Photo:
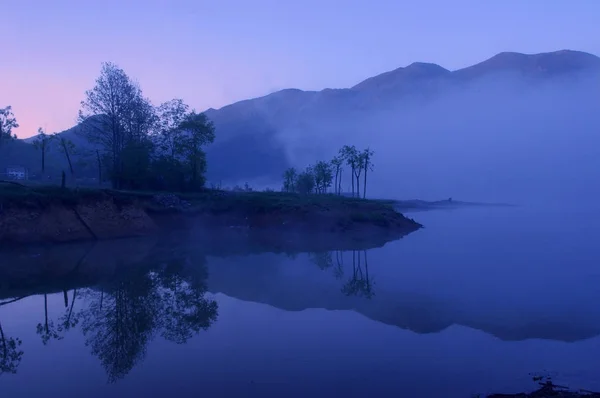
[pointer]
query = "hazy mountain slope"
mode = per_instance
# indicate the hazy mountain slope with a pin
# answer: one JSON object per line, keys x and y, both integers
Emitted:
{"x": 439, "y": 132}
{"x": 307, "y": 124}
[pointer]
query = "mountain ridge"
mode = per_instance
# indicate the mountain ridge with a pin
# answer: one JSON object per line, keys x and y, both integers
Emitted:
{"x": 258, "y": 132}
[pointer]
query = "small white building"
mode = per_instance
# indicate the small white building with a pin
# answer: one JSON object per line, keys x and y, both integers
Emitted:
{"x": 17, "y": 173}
* * *
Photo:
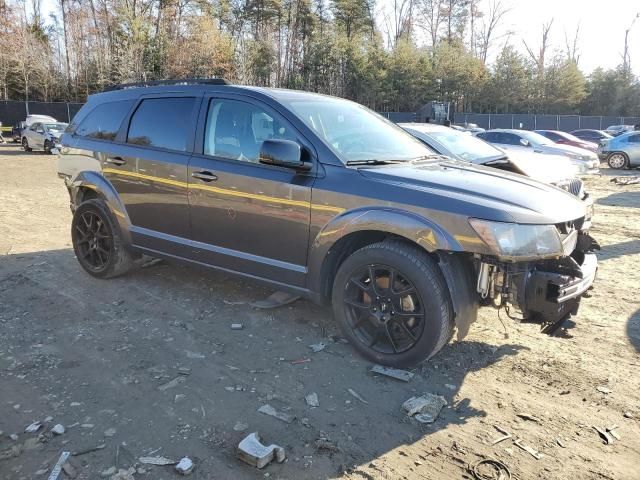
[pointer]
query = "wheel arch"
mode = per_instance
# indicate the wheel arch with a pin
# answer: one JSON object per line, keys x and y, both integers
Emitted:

| What is needed |
The expected result is every line above containing the string "white".

| Output below |
query = "small white building"
# indicate the small white building with a pin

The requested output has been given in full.